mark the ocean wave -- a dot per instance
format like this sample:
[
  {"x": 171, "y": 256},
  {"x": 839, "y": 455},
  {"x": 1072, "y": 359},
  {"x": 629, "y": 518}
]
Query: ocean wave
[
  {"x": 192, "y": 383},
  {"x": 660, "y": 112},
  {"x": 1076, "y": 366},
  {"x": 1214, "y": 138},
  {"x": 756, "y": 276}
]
- - - -
Task objective:
Each entry above must be repeated word for word.

Your solution:
mark the ocean wave -- a dot per instance
format like this sample:
[
  {"x": 171, "y": 256},
  {"x": 839, "y": 455},
  {"x": 1072, "y": 359},
  {"x": 629, "y": 518}
]
Query: ocean wave
[
  {"x": 192, "y": 383},
  {"x": 660, "y": 112},
  {"x": 1076, "y": 366},
  {"x": 1214, "y": 138},
  {"x": 756, "y": 276}
]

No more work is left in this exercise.